## MATERIAL FOR THE TASK
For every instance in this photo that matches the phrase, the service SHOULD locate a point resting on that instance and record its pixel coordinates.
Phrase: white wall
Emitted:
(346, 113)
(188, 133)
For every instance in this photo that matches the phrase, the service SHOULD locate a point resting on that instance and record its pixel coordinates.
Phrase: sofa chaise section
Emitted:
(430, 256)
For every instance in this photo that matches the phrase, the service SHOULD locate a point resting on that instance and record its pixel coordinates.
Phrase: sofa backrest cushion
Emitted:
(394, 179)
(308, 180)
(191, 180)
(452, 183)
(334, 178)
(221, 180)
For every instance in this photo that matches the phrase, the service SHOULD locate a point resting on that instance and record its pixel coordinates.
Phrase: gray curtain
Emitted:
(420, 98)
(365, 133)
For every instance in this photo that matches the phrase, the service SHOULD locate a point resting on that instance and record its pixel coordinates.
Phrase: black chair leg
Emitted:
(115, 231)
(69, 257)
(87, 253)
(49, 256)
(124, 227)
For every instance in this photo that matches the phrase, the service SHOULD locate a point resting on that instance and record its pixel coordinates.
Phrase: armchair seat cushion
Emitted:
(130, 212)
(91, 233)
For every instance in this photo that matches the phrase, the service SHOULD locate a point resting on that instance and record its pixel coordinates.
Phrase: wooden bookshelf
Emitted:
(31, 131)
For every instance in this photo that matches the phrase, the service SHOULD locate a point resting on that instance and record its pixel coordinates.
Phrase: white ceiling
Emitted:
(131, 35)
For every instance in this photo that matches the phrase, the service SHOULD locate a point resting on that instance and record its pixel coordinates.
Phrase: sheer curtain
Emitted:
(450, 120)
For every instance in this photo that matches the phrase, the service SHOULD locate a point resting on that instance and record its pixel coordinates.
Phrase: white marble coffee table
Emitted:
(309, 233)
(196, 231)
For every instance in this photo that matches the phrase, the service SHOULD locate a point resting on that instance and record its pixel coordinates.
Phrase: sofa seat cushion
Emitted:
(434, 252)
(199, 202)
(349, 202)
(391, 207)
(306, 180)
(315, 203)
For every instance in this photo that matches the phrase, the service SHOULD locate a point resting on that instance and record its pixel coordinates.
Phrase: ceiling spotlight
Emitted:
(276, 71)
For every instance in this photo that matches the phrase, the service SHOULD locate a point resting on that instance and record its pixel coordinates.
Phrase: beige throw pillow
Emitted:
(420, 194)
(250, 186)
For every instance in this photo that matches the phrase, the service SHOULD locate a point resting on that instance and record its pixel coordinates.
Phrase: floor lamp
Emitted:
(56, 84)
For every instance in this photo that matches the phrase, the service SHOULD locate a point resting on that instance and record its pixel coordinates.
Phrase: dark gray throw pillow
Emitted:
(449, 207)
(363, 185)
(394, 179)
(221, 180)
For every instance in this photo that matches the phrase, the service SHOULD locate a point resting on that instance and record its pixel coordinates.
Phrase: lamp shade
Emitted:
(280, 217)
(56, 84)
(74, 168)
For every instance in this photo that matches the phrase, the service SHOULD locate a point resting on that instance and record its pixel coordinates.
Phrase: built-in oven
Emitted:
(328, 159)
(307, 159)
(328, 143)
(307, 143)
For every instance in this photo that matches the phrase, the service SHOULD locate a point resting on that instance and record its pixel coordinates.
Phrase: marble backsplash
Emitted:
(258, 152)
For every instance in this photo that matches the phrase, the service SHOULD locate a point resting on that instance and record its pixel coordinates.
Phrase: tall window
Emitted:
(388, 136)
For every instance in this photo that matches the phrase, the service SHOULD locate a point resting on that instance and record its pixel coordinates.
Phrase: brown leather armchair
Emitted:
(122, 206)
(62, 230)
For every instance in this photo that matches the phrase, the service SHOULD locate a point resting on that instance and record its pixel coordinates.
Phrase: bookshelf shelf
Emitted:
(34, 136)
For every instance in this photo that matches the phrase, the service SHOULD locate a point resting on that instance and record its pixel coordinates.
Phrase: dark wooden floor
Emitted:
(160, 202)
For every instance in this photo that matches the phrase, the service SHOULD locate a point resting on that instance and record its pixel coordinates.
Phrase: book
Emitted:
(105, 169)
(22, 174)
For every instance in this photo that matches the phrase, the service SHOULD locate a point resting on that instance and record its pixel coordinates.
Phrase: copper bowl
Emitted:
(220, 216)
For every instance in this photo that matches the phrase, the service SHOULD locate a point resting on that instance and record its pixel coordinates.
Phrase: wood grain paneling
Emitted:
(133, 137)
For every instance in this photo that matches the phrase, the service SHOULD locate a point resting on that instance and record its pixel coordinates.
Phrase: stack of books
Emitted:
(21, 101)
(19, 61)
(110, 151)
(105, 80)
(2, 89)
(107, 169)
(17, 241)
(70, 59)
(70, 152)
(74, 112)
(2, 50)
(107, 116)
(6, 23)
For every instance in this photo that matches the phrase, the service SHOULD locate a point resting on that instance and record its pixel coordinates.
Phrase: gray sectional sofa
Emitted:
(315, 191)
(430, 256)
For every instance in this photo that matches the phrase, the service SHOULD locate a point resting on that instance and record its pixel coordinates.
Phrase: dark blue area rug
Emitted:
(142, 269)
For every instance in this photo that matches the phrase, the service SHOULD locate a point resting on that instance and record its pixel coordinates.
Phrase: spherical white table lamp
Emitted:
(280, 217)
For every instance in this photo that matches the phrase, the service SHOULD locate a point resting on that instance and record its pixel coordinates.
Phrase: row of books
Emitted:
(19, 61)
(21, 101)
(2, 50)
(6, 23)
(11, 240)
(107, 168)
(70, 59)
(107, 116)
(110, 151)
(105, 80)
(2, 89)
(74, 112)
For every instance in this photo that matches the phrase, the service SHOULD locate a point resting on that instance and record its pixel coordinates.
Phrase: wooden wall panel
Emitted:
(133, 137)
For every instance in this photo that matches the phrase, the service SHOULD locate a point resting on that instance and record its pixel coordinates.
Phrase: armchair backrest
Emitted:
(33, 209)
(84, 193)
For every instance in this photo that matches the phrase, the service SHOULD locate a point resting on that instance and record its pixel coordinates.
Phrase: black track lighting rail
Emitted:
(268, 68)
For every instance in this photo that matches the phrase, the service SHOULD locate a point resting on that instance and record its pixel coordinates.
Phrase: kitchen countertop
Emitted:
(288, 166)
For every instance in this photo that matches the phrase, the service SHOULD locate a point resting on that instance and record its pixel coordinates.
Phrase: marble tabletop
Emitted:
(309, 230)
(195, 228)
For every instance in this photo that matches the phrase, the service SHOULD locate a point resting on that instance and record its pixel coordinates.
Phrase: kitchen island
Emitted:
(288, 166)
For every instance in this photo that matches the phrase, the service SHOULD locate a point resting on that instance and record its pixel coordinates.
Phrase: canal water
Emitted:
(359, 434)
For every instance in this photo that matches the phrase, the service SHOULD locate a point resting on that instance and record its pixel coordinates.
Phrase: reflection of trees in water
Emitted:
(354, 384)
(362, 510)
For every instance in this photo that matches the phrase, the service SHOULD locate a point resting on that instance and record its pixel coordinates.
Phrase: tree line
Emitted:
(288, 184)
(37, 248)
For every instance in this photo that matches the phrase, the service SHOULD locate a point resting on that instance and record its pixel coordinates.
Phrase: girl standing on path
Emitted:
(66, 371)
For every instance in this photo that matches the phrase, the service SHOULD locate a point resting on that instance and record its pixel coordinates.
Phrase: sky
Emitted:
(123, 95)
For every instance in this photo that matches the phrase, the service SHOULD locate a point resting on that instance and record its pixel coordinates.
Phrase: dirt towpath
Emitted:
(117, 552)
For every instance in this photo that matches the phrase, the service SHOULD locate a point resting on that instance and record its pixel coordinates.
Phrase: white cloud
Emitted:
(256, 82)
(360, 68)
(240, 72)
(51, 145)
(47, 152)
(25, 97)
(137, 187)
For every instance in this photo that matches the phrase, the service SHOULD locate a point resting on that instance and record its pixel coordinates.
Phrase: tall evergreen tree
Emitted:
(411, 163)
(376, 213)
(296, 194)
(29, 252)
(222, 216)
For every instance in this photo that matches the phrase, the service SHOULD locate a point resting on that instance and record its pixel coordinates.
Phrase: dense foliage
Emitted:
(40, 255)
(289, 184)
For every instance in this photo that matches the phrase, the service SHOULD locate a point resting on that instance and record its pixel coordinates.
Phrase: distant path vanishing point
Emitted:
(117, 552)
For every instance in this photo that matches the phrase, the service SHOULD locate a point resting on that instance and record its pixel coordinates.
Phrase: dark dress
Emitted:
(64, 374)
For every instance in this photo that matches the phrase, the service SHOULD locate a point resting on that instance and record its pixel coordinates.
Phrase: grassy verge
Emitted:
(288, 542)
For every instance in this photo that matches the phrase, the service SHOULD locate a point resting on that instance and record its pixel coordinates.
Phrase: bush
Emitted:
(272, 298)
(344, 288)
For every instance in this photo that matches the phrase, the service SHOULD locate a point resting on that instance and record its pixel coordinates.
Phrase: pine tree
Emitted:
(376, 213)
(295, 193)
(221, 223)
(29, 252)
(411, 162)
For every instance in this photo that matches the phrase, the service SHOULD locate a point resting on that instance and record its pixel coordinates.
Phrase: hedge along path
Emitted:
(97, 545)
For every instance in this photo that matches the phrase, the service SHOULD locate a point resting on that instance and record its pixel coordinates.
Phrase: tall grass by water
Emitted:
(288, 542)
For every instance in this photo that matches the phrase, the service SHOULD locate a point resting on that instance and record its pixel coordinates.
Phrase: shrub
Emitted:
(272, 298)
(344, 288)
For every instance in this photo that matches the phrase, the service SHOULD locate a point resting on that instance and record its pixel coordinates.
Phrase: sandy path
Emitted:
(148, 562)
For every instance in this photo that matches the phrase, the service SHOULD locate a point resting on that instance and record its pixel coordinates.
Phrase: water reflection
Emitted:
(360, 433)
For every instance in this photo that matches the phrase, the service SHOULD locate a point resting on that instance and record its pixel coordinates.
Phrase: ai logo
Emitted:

## WHAT IS BEING ASKED
State how many lines in the entries above contain the string "curtain". Reply with the number alone.

## OUTPUT BELOW
2